Extract each record and reproduce it exactly.

Stored records:
· · ·

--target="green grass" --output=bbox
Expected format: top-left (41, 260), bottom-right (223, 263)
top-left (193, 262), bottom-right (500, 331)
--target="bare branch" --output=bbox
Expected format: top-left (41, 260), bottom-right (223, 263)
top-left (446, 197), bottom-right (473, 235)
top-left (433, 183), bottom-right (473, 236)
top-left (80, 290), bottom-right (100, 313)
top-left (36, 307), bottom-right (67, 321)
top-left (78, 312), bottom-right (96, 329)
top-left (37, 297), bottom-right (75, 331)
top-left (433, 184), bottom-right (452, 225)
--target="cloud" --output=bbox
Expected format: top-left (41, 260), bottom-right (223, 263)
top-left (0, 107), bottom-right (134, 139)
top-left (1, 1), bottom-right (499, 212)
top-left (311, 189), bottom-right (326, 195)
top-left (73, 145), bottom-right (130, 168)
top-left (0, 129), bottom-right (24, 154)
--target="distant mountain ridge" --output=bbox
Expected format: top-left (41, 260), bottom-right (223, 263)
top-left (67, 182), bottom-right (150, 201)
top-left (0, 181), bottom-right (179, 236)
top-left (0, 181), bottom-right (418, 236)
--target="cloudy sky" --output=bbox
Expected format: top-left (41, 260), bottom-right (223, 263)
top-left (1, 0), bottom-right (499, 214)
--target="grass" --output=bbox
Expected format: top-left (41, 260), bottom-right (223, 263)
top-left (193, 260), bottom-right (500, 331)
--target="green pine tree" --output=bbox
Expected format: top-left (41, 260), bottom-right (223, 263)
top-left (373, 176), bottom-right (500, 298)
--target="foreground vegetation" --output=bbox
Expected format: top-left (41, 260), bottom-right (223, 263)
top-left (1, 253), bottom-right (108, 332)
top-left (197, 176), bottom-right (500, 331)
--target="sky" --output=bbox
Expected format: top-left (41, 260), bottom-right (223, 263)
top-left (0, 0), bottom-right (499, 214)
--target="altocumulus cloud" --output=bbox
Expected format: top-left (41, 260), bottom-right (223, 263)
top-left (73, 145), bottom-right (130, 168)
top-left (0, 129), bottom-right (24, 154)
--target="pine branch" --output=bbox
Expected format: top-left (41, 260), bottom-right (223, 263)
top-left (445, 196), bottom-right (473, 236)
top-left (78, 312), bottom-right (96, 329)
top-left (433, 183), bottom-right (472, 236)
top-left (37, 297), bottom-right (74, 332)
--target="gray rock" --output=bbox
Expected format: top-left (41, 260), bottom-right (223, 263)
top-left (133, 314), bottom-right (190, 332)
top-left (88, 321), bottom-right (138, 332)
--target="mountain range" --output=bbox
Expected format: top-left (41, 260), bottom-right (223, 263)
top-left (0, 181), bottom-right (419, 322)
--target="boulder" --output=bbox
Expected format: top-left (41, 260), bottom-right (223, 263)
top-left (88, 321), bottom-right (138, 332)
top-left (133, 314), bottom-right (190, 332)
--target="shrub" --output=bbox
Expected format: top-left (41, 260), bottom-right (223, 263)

· · ·

THE COMPLETED TASK:
--target="green grass" --output=bbox
Expected format: top-left (41, 260), bottom-right (223, 263)
top-left (193, 262), bottom-right (500, 331)
--target="bare branch" --output=bbox
Expected format: top-left (41, 260), bottom-right (223, 263)
top-left (446, 197), bottom-right (473, 235)
top-left (433, 183), bottom-right (473, 236)
top-left (80, 290), bottom-right (100, 313)
top-left (36, 307), bottom-right (67, 321)
top-left (78, 312), bottom-right (96, 329)
top-left (37, 297), bottom-right (75, 331)
top-left (433, 184), bottom-right (452, 225)
--target="cloud" --output=bbox
Expected format: top-left (41, 260), bottom-right (223, 263)
top-left (0, 107), bottom-right (134, 139)
top-left (1, 1), bottom-right (499, 212)
top-left (311, 189), bottom-right (326, 195)
top-left (73, 145), bottom-right (130, 168)
top-left (0, 129), bottom-right (24, 154)
--target="distant mountain ridge" --output=bbox
Expected format: top-left (41, 260), bottom-right (223, 263)
top-left (67, 182), bottom-right (150, 201)
top-left (0, 181), bottom-right (179, 236)
top-left (0, 181), bottom-right (418, 236)
--target="cloudy sky" --output=bbox
Expected format: top-left (41, 260), bottom-right (223, 263)
top-left (1, 0), bottom-right (499, 214)
--target="grass" --output=bbox
Expected format: top-left (41, 260), bottom-right (223, 263)
top-left (193, 260), bottom-right (500, 331)
--target="green pine tree" --output=bbox
Expected format: top-left (41, 260), bottom-right (223, 263)
top-left (373, 176), bottom-right (500, 298)
--target="foreground vegetation" --output=bbox
Expected format: top-left (41, 260), bottom-right (223, 263)
top-left (1, 253), bottom-right (108, 332)
top-left (197, 176), bottom-right (500, 331)
--target="sky" --output=bbox
Expected format: top-left (41, 260), bottom-right (223, 263)
top-left (0, 0), bottom-right (499, 214)
--target="altocumulus cloud" --output=bbox
Expected format: top-left (41, 260), bottom-right (223, 263)
top-left (73, 145), bottom-right (130, 168)
top-left (0, 129), bottom-right (24, 154)
--target="pine branch" --output=bbox
Expected format: top-left (41, 260), bottom-right (223, 263)
top-left (445, 196), bottom-right (473, 236)
top-left (78, 312), bottom-right (96, 329)
top-left (433, 183), bottom-right (472, 236)
top-left (37, 297), bottom-right (74, 332)
--target="gray rock" --output=bbox
Expected format: top-left (41, 260), bottom-right (223, 263)
top-left (133, 314), bottom-right (190, 332)
top-left (88, 321), bottom-right (138, 332)
--target="mountain range" --output=bbox
Expected format: top-left (41, 260), bottom-right (223, 263)
top-left (0, 181), bottom-right (419, 322)
--target="boulder" --output=bbox
Expected format: top-left (41, 260), bottom-right (223, 263)
top-left (88, 321), bottom-right (138, 332)
top-left (133, 314), bottom-right (190, 332)
--target="shrub" --output=bbox
Expected format: top-left (41, 260), bottom-right (223, 263)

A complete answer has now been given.